STATED TASK A: In the text about Samuel Barber's piano music, who is the Interlude No.1 dedicated to?

TEXT:
────

In his obituary for the New York Times, Donald Henahan wrote: "Throughout his career, Samuel Barber was hounded by success. Probably no other American composer enjoyed such early, persistent and such long lasting acclaim. One reason for the acceptance won by Mr. Barber's music apart from it, undeniable craft and thorough professionalism - was its deep-seated conservatism, which audiences could find congenial even at first hearing. Although he often dealt in pungent dissonance, and complex rhythms, like most of his twentieth-century contemporaries there was a lyrical quality even to his strictly instrumental pieces that from the first established him as a neo-Romantic…"
Barber's solo instrumental compositions include works for piano, two pianos, carillon and organ. Of these, twenty-nine works have yet to be published. The remaining eleven works comprise one suite for carillon, one set of variations for organ, and nine compositions for piano. All nine solo piano works are recorded on this disc. Of the unpublished compositions, with the exception of one work, After the Concert (c. 1973), all were composed before 1932. Of the published piano compositions, the earliest are his Three Sketches (1923-24) He published the three short pieces himself in 1924 and distributed the scores to friends and family. Various copies eventually ended up in a number of prominent American music libraries, and since 1969 have appeared in print in a variety of editions (Schaum Publications, Alfred Publishing Company, and in the magazine Keyboard Classics). The first piece in the set is called Love Song. This 24-bar-long, nostalgic waltz, written in April 1924, is dedicated to Barber's mother. The second piece is entitled, To My Steinway. Only 15-bars long, this sweet waltz-like adagio was written in June 1923 and is dedicated To Number 220601, his prized childhood instrument. The last piece in the group, Minuet, was composed in April1923, and is based on Beethoven's Minuet No 2, WoO 10. He dedicated this piece to his beloved younger sister, Sara, for whom he composed some of his earliest songs.
Chronologically, the next work is the Interlude No.1, composed in 1931. Although it is an early work, and a product of Barber's years at the Curtis Institute, it was only published by Schirmer in 1993. This rhapsodic work owes much to the brooding romanticism of Brahms and Reger, but is clearly written in atonal language that is without a doubt of the twentieth century. Barber revels in the full range of the keyboard, demanding wide stretches in both hands from the pianist. The work is dedicated to Jeanne Behrend, American pianist and fellow student at the Curtis Institute.

────

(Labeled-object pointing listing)
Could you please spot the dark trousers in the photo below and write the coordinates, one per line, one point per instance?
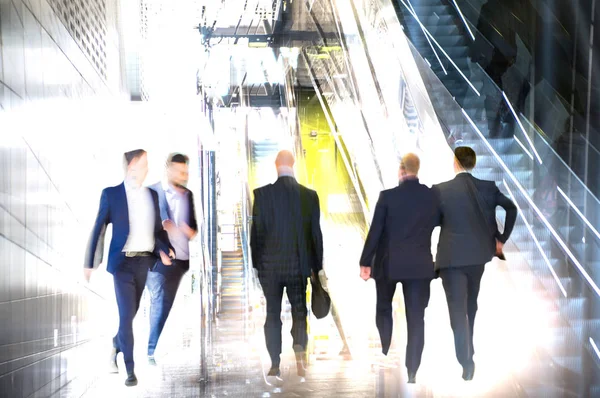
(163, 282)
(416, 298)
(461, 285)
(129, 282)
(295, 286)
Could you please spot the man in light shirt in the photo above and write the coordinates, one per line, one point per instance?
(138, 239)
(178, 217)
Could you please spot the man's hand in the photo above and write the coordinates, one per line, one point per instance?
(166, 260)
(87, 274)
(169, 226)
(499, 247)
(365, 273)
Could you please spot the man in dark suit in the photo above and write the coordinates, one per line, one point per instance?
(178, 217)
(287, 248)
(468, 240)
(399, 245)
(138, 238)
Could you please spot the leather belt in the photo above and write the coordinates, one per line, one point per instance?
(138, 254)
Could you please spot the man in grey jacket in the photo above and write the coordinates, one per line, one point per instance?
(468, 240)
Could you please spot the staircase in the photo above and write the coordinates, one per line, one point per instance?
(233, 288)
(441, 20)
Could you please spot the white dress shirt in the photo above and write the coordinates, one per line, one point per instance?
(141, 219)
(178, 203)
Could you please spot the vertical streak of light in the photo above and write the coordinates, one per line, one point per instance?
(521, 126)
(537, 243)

────

STATED TASK B: Format the listing as a numbered list, starting with the line that contains "Could you please spot the vertical" and going on through the end of the listing, and leave out any blank lines.

WORKED SOLUTION A: Jeanne Behrend, an American pianist and fellow student at the Curtis Institute.

WORKED SOLUTION B:
1. Could you please spot the vertical streak of light in the photo above and write the coordinates, one per line, one point per instance?
2. (521, 126)
3. (537, 243)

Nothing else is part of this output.